Action item:
When the line containing "pixel 84 354" appears in the data below, begin copying there and stop only after the line containing "pixel 83 65".

Exercise data:
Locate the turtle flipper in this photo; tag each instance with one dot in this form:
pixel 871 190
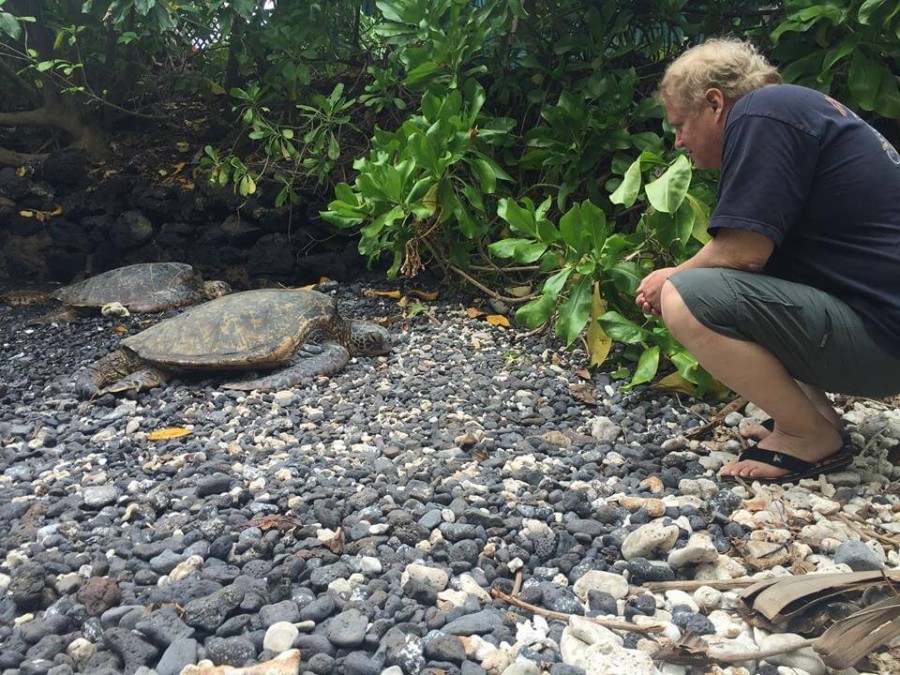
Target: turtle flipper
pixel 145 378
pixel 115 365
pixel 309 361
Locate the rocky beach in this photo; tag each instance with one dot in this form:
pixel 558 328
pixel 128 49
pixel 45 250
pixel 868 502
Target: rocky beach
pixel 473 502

...

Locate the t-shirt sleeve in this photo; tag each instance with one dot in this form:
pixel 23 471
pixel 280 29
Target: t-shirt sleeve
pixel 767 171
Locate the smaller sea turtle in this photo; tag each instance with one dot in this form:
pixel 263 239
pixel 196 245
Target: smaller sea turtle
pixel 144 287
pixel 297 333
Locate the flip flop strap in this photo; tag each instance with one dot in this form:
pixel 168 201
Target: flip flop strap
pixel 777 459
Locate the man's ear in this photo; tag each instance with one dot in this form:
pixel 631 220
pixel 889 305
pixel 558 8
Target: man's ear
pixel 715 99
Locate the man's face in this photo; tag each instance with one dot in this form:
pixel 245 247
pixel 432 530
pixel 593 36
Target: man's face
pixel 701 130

--

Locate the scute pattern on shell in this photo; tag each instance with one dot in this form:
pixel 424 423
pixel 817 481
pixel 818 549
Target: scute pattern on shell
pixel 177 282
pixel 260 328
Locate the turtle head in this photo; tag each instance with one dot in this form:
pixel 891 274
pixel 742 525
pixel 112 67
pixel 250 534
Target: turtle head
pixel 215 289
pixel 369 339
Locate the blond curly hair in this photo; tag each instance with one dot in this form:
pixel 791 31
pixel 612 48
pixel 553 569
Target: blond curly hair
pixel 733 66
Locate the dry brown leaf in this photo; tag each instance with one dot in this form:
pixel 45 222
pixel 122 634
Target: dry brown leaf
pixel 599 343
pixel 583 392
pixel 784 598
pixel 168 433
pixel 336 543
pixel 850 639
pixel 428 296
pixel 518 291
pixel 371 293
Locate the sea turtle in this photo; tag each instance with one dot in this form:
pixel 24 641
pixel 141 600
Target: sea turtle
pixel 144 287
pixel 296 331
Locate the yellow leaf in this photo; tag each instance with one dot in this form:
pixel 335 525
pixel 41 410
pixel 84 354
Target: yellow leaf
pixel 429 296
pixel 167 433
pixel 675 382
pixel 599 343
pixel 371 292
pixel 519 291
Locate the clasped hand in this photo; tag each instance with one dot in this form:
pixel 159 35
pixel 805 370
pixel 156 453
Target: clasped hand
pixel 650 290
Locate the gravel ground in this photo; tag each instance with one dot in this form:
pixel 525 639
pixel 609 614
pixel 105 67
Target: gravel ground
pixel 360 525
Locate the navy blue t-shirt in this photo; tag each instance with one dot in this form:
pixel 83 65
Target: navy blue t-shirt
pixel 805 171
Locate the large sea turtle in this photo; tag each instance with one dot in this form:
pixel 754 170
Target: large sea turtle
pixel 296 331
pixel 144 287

Reply:
pixel 84 354
Target: yellow leaf
pixel 429 296
pixel 167 433
pixel 675 382
pixel 599 343
pixel 371 292
pixel 519 291
Locate the clasped hand in this photo; tag each instance with one dot in this form:
pixel 159 35
pixel 805 370
pixel 156 453
Target: clasped hand
pixel 650 290
Locate the gravel ground in this photo; tag each instance with one dot in this form:
pixel 525 639
pixel 609 614
pixel 105 67
Target: gravel ground
pixel 360 525
Locate the navy blue t-shirt in this photo; tag each instance with one dot in this form:
pixel 83 65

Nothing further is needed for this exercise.